Nothing other than the lines from the one containing "One point belongs to every instance of the ceiling" through the close of the entries below should be printed, each exactly.

__________________________________________________

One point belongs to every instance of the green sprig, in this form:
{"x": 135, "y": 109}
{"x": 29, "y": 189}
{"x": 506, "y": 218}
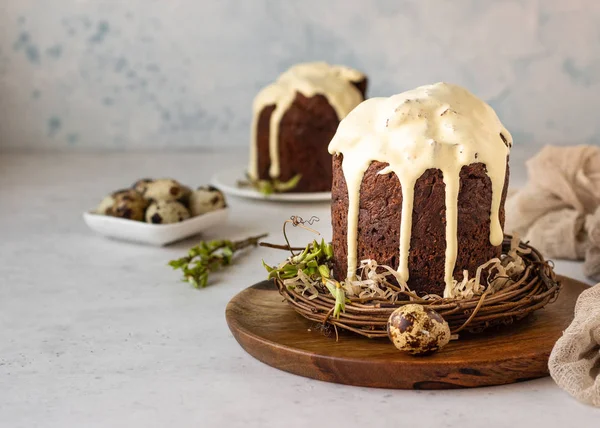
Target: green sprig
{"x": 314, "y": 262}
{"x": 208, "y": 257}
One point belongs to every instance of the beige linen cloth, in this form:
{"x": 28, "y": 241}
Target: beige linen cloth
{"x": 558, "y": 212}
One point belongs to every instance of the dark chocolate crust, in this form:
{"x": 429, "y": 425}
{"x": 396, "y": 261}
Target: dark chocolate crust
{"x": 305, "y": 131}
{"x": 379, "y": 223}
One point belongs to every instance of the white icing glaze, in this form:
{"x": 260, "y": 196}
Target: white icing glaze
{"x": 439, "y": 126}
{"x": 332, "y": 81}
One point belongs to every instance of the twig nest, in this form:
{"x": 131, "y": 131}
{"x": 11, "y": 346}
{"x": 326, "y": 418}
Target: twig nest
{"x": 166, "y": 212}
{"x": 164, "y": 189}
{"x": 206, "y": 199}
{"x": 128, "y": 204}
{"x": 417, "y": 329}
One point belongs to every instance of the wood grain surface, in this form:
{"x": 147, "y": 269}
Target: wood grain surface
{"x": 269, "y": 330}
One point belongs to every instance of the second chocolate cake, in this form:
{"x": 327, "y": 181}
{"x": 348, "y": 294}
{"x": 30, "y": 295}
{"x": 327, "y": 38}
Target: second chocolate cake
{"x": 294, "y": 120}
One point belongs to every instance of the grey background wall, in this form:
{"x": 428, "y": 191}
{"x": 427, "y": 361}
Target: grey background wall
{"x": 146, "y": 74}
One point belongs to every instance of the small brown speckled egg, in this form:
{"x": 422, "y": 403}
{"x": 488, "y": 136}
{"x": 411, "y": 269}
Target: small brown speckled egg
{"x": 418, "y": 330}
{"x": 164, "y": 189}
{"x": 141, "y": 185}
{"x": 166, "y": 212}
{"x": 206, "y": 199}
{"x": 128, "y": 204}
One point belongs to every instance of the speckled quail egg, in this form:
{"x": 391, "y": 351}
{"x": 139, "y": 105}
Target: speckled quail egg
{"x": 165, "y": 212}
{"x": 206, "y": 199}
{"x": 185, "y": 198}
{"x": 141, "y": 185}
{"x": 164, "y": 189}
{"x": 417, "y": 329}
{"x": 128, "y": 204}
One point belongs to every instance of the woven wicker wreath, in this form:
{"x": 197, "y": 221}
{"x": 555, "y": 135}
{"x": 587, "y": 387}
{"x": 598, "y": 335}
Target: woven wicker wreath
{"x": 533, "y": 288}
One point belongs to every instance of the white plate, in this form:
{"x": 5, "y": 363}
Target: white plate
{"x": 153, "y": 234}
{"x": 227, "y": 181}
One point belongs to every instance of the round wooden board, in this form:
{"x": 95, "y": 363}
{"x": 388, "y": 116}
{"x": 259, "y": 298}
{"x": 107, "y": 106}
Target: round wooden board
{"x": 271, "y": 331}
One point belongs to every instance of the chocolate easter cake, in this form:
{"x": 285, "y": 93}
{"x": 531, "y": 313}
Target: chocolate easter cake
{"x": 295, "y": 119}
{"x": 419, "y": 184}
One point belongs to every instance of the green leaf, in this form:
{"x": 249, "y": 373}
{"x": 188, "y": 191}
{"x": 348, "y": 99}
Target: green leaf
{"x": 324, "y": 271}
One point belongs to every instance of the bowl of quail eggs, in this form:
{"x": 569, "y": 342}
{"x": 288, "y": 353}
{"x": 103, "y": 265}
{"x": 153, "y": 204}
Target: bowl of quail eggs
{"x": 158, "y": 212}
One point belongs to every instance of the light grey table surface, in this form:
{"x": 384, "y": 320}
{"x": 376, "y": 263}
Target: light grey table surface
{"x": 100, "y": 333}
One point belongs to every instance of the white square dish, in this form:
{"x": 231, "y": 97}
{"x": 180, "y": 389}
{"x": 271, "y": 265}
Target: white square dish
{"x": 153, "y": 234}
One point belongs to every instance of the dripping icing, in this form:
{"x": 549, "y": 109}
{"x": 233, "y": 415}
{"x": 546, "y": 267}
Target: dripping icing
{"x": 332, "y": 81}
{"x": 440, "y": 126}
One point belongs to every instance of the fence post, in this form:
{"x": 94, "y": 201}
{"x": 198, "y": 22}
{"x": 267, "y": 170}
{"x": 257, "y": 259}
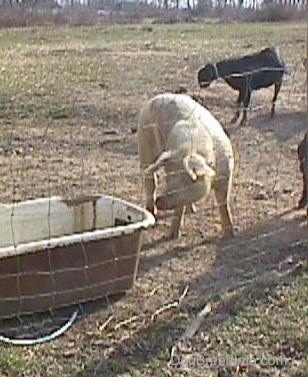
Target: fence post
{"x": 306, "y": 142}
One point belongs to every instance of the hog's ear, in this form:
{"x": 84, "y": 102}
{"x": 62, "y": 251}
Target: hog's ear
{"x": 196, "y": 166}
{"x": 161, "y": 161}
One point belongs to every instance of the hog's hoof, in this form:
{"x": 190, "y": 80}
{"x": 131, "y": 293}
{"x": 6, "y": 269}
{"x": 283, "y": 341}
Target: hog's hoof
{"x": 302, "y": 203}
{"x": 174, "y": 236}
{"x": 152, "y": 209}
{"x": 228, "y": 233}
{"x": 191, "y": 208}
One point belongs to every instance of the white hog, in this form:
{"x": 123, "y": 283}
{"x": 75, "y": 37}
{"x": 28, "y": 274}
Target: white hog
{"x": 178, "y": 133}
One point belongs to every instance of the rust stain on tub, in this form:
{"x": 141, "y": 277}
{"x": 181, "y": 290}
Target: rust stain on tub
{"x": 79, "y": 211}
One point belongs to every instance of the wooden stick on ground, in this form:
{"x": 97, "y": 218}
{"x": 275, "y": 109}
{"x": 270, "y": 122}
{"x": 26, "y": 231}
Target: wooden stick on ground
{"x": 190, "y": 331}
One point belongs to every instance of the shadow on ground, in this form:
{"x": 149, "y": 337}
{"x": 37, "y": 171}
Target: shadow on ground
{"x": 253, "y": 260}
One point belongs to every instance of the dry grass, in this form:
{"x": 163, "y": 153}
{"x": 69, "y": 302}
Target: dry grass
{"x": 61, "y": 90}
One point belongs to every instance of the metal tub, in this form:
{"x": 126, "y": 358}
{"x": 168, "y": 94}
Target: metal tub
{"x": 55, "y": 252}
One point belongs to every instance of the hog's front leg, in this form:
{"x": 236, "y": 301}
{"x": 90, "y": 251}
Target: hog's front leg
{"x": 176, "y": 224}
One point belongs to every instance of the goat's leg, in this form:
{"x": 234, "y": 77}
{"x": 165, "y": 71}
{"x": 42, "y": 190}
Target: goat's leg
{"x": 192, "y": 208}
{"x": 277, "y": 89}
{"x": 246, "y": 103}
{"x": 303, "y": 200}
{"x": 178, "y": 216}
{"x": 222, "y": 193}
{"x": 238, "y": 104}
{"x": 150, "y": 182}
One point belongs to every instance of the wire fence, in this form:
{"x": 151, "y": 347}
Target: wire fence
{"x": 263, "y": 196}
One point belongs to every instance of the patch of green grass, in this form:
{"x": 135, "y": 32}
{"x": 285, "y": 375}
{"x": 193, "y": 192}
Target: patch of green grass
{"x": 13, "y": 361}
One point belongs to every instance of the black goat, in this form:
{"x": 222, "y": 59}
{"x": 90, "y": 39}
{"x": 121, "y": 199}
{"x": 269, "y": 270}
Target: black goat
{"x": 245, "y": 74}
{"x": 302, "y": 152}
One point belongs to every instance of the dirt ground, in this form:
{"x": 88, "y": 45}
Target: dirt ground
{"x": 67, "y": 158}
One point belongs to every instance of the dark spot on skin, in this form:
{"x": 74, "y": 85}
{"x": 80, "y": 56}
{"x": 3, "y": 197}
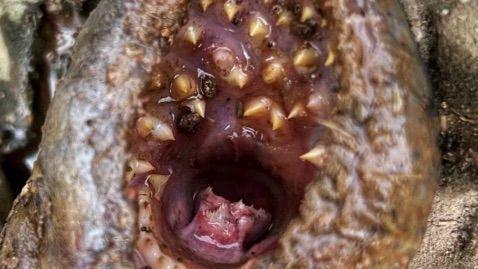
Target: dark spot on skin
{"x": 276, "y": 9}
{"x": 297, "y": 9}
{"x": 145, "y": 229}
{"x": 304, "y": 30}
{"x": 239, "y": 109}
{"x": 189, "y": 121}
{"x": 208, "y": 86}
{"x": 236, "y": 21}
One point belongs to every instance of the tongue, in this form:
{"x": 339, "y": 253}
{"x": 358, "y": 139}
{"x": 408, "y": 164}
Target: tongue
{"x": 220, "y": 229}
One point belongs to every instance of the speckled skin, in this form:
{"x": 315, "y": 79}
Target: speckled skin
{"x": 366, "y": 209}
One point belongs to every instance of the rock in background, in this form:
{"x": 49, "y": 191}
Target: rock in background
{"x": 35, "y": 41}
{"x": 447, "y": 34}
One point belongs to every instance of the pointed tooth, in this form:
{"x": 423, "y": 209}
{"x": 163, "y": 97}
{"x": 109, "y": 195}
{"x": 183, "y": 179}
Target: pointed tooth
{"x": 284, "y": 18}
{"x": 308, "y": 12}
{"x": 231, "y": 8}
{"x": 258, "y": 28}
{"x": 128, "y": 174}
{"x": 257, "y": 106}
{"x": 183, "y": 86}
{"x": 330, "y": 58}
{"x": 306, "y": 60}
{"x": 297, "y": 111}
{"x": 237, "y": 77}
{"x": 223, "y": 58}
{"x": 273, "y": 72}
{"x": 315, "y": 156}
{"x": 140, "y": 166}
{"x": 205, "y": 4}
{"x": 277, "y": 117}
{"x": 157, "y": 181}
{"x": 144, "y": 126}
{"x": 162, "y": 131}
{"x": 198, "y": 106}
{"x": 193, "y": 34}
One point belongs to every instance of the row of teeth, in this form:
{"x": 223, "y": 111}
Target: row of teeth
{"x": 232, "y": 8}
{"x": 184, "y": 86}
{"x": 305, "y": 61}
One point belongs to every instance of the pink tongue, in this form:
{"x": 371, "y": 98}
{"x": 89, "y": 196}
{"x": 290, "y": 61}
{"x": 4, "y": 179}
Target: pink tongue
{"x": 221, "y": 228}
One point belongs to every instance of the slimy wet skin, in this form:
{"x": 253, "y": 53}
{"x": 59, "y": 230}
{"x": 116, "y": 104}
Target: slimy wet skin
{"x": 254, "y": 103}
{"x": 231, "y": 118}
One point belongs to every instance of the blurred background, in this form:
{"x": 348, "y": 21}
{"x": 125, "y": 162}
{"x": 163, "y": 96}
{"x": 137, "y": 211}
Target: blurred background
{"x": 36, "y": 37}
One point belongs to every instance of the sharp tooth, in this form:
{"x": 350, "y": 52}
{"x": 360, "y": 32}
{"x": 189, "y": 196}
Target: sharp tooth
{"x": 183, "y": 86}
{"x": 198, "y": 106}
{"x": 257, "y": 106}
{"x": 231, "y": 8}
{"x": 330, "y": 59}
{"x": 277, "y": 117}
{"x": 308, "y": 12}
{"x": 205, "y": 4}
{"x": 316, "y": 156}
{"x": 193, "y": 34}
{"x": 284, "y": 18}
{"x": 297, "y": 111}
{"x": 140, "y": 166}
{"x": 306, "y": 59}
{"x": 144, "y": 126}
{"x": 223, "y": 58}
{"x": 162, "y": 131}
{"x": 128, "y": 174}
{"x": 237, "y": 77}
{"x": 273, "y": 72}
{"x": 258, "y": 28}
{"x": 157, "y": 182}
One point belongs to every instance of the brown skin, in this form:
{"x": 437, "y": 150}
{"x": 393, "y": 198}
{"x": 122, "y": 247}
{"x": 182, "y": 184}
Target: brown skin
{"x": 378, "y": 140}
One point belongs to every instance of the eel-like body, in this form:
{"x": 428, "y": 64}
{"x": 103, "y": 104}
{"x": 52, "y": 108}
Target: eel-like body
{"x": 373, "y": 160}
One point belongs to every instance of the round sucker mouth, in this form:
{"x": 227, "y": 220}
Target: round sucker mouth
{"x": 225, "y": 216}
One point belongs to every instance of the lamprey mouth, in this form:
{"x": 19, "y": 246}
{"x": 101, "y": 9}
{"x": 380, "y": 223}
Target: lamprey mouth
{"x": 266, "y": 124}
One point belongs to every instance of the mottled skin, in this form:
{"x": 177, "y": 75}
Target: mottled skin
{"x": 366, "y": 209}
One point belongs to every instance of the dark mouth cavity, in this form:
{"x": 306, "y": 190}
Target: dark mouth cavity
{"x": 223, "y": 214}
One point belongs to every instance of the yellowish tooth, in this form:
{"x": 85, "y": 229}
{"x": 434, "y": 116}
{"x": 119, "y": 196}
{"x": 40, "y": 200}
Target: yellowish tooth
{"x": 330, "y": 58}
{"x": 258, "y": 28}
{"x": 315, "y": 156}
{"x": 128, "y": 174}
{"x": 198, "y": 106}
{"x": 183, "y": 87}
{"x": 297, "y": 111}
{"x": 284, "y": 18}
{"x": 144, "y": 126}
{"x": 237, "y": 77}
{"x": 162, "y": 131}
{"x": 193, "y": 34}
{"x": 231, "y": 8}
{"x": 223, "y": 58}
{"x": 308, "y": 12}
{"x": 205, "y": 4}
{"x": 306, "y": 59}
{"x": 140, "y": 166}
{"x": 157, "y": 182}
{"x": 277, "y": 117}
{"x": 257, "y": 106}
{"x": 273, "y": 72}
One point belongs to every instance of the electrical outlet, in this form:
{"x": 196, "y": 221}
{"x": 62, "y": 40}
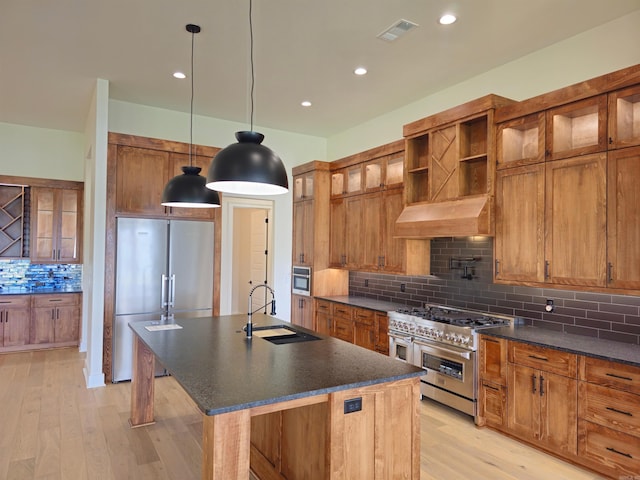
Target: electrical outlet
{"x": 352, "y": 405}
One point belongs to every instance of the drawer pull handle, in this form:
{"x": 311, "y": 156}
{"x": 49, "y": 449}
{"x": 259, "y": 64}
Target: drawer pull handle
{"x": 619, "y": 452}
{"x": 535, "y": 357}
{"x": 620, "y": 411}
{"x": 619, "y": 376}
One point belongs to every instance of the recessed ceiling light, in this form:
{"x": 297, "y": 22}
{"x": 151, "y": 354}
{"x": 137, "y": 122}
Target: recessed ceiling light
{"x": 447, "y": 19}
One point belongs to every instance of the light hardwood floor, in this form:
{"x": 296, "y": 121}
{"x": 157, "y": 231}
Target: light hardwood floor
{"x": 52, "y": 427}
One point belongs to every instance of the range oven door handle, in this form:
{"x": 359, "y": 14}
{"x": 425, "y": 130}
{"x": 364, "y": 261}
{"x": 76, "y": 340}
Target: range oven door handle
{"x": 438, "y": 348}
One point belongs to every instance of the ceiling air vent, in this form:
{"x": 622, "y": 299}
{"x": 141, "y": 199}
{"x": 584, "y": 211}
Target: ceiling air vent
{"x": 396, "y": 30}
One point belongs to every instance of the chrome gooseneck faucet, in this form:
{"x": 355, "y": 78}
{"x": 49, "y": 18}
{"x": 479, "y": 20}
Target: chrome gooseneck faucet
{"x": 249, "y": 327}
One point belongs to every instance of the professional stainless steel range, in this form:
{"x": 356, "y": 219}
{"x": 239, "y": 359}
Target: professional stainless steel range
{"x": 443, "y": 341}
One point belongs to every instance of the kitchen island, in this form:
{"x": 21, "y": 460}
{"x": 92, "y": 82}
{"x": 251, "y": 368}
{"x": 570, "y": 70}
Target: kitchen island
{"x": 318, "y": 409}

__________________________________________________

# Exercise output:
One point belongs to every instance of the ceiling air vent, in this form:
{"x": 622, "y": 299}
{"x": 141, "y": 199}
{"x": 584, "y": 211}
Target: ceiling air vent
{"x": 396, "y": 30}
One point belongs to every instance of the chrome gooseneck faucet, in this form:
{"x": 355, "y": 78}
{"x": 49, "y": 18}
{"x": 479, "y": 20}
Target: chrome gooseneck faucet
{"x": 249, "y": 327}
One point belongs to every instance of the professional stainless steel range, in this form:
{"x": 356, "y": 219}
{"x": 239, "y": 359}
Target: professional stainless steel range
{"x": 443, "y": 341}
One point belongs to every instance of the kitchen island, in this form:
{"x": 21, "y": 460}
{"x": 92, "y": 82}
{"x": 251, "y": 368}
{"x": 570, "y": 70}
Target: kitchen island
{"x": 318, "y": 409}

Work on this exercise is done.